Exercise details: Write the entries below out again exactly; any picture in them stays out.

+++ Supplied records

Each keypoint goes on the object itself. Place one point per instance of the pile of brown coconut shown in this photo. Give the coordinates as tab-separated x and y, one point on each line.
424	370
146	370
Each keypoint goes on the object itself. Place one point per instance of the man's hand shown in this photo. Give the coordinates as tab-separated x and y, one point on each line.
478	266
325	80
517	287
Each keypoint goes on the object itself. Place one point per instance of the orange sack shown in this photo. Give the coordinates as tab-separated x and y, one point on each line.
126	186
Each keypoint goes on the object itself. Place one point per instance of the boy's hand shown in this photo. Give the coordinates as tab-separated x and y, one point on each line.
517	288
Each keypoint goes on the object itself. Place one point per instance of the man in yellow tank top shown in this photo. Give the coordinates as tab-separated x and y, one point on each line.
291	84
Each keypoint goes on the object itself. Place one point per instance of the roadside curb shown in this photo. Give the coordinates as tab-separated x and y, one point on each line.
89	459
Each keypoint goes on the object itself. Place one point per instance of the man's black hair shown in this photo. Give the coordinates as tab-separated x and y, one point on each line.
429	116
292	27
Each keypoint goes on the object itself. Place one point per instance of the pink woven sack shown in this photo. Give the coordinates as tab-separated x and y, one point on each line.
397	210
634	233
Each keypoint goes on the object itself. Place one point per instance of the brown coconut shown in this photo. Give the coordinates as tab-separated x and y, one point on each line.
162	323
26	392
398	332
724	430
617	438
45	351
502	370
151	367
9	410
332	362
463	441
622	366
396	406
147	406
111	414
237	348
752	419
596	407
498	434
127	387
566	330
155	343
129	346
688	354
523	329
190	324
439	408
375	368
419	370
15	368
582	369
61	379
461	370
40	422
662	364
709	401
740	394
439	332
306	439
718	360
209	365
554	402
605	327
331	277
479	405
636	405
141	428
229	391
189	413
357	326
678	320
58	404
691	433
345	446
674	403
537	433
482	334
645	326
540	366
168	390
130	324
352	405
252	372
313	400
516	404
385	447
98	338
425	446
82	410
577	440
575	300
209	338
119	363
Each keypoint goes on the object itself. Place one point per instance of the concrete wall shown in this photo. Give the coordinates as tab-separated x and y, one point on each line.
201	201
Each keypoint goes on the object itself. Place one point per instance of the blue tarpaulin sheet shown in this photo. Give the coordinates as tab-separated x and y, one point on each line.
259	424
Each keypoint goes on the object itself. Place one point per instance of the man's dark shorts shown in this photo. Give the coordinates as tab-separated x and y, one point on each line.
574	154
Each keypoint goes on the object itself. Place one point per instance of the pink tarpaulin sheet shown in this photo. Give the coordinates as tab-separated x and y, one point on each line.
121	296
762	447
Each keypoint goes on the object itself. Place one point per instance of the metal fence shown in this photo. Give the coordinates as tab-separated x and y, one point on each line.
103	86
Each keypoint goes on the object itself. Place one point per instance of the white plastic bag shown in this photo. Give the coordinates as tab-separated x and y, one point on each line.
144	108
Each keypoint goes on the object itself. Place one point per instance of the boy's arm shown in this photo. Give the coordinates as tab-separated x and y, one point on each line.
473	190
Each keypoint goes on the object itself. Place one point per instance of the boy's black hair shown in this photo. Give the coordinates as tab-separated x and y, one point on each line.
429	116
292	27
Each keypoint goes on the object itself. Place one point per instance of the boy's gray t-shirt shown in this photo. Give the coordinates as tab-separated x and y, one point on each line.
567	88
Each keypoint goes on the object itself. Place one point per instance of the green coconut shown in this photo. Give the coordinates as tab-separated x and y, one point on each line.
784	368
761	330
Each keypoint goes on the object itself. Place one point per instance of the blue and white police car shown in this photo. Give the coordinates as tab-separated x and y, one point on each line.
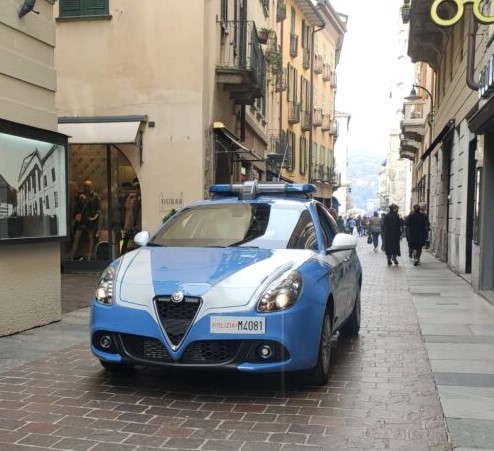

++++++

Exercise answer:
Each keypoint goes on the object itself. Place one point per instance of the pile of brown coconut shown in this photo. Give the coordinates as tab-separated x and y, one point on each line.
424	370
146	370
Each keypoint goes on the object itself. Place one point per instance of the man's hand shown in this photo. Give the coordinates as tab-separated x and y, one point on each line.
478	266
325	80
517	287
Each keypoint goes on the object itself. Place one point per instance of the orange sack shown in this photo. Give the coordinates as tab-separated x and y, one point on each line.
126	186
Each keypoint goes on the object itself. Place one point per instance of the boy's hand shown in this photo. Give the coordinates as tab-separated x and y, one point on each line.
517	288
Each keypoint goes on the object itself. Place one point per instance of the man in yellow tank top shown in this photo. Give the coordinates as tab-separated x and y, one point on each line.
291	84
Each keypoint goes on the object itself. Place one point per instance of the roadside curb shown in this photo. Give the coordinates as tab-separated x and y, one point on each line.
89	459
Each keypoint goes on the object itself. Place one point per instance of the man's black hair shown in this photo. Give the coordinates as tab-separated x and y, one point on each line.
429	116
292	27
Each keypoint goes on the object itself. Place one point per instance of the pink woven sack shown in this photo. Give the coordinates as tab-separated x and y, one point on each line.
397	210
634	233
Each keypoint goes on the object itself. Place one point per instance of the brown coconut shown in this photo. Give the coordinates as tab-separated x and y, one point on each line.
162	323
26	392
398	332
724	430
617	438
45	351
502	370
151	367
9	410
332	362
463	441
622	366
396	406
147	406
111	414
237	348
752	419
596	407
498	434
127	387
566	330
155	343
129	346
688	354
523	329
190	324
439	408
375	368
419	370
15	368
582	369
61	379
461	370
40	422
662	364
709	401
740	394
439	332
306	439
718	360
209	365
554	402
605	327
331	277
479	405
636	405
141	428
229	391
189	413
357	326
678	320
58	404
691	433
345	446
674	403
537	433
482	334
645	326
540	366
168	390
130	324
352	405
252	372
313	400
516	404
385	447
98	338
425	446
82	410
577	440
575	300
209	338
119	363
Each keypoint goes on the object itself. Place one point per instance of the concrete wall shown in this photo. Give the coordinates as tab-separated x and y, one point on each line.
201	201
Each keypoint goes on the object itself. Place one point per instance of the blue tarpaulin sheet shown in this photo. Give the coordinates as tab-separated x and y, one point on each line.
259	424
Each keypoint goes on the object itself. Place one point per instance of the man's dark shorts shown in this photo. Give the coordinates as tab-separated x and y, one point on each line.
574	154
Each keypoint goes on the object itself. Place one point per instance of the pink tarpaulin sheet shown in this photo. Give the coordinates as tab-separated x and y, one point on each line.
121	296
762	447
Each keypoint goes on the object itself. Place one point per instance of the metal fence shown in this photo. Give the coordinates as tab-separated x and y, one point on each line.
103	86
Each keypoint goes on the object itself. Place one point per instance of the white plastic bag shown in this photo. Give the coordinates as tab-separated x and y, one point on each line.
144	108
Each keypoint goes on the object itself. Place one point per instance of the boy's arm shown in this photo. Give the coordinates as tab-separated x and y, one point on each line.
473	190
Each keypoint goes on the object itself. Place one point per instance of the boy's black hair shown in this photo. Give the coordinates as tab-separated x and y, one point on each line.
429	116
292	27
Each keypoint goes on the object itself. Place one point per instance of the boy's gray t-shirt shown in this photo. Give the coordinates as tab-separated x and y, one point on each line.
567	88
Each keypoint goes on the object itself. Place one point per instance of the green coconut shown in this photo. Give the coordinates as tab-separated x and y, one point on each line.
784	368
761	330
Each keypoint goes on the object itself. Place one point per instance of the blue and white police car shown in this photo. Give the coordinates as tab-separated x and y, one point on each line.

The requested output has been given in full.